# YOUR INSTRUCTIONS
The result should be every line in the material below containing the string "flap".

*** DATA SHOWN ***

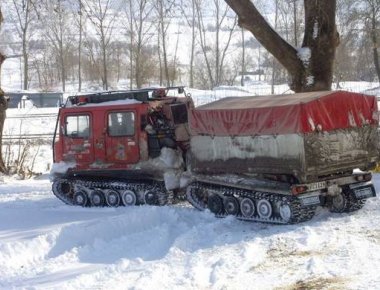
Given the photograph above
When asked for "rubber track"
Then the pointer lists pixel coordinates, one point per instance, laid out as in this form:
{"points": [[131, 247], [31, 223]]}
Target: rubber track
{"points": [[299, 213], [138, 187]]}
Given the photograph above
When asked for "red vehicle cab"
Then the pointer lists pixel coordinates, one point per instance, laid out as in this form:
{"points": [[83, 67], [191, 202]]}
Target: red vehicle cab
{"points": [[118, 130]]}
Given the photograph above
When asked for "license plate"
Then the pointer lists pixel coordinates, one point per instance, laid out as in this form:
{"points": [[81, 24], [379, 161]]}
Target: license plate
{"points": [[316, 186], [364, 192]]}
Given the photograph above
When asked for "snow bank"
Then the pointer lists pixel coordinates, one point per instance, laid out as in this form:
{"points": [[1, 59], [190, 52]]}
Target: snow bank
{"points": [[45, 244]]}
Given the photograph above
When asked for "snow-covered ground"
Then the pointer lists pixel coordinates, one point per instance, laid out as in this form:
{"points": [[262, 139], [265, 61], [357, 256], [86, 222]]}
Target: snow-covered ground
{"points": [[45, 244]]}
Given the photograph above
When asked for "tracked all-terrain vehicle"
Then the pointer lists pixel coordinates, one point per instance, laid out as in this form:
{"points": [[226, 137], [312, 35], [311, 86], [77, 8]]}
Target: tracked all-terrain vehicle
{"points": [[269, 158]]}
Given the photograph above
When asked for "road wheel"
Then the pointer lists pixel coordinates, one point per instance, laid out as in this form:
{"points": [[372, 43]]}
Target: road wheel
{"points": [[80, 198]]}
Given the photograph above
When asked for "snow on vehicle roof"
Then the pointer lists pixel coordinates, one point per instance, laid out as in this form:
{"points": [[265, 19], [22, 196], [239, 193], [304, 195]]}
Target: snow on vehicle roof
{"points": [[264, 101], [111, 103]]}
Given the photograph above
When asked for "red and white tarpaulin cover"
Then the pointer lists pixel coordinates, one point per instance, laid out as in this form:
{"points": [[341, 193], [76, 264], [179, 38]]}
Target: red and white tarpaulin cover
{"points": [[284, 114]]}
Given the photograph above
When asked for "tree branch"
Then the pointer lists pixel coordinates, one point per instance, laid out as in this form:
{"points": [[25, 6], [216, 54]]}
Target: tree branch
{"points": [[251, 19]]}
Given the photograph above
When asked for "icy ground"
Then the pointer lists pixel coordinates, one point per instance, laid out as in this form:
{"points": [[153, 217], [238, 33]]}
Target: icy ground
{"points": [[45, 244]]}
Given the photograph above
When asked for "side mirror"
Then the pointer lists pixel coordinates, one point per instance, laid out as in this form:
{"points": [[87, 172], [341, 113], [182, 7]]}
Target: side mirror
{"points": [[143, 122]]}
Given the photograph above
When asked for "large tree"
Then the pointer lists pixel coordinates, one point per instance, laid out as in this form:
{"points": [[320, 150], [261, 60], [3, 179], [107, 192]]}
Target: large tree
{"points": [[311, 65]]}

*** End of DATA SHOWN ***
*** DATA SHOWN ***

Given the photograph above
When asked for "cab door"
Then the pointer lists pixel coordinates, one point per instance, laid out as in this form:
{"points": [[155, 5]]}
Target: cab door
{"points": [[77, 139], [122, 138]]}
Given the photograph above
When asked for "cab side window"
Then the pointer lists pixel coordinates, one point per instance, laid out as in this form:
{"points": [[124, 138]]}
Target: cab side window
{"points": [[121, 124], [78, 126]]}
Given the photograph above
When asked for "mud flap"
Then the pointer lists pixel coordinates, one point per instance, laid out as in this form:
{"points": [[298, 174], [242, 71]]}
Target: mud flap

*** End of DATA SHOWN ***

# OUTPUT FOR THIS TASK
When asked for "mud flap"
Target: mud flap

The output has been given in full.